SELECTED EXCERPT –
Hello,

This has been a fascinating discussion so far.

If a document so filled with AI-generated synthesis were successfully
adopted by a working group, it would still need to proceed through the
normal means of accepting feedback from participants and elicit rough
consensus, right? The document would have to survive WGLC, successive AD
evaluation, and onward to IETF Last Call, before finally facing IESG
evaluation. Because of that process, the finished work would surely be so
significantly impacted by successive community input that it would almost
certainly be utterly transformed into something demonstrably and creatively
shaped by human minds. Would this not render the question of AI origin a
non-issue by the time of RFC publication?

At least, it certainly seems to me that it would be a truly bizarre
situation if a significant portion of an otherwise publishable draft
survived all the way through where enough noticeable AI-generated text
would remain to actually represent a significant copyright issue.

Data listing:
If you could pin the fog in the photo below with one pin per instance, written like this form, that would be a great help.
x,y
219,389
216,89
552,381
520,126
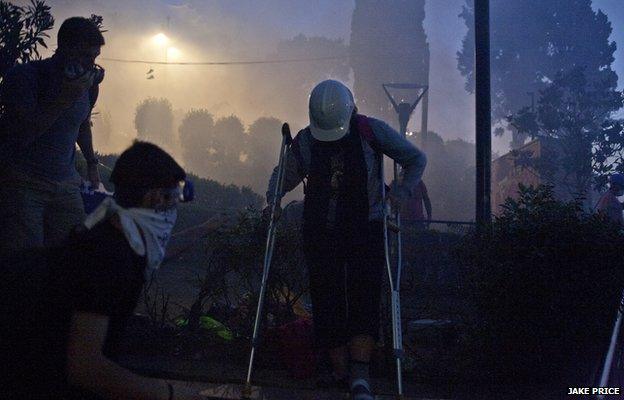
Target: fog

TASK INSTRUCTIONS –
Reproduce word for word the part of the message about AI-generated drafts starting at "This has been" and ending at "of RFC publication?". The listing is material of its own and is separate from the message about AI-generated drafts.

TASK SOLUTION –
This has been a fascinating discussion so far.

If a document so filled with AI-generated synthesis were successfully
adopted by a working group, it would still need to proceed through the
normal means of accepting feedback from participants and elicit rough
consensus, right? The document would have to survive WGLC, successive AD
evaluation, and onward to IETF Last Call, before finally facing IESG
evaluation. Because of that process, the finished work would surely be so
significantly impacted by successive community input that it would almost
certainly be utterly transformed into something demonstrably and creatively
shaped by human minds. Would this not render the question of AI origin a
non-issue by the time of RFC publication?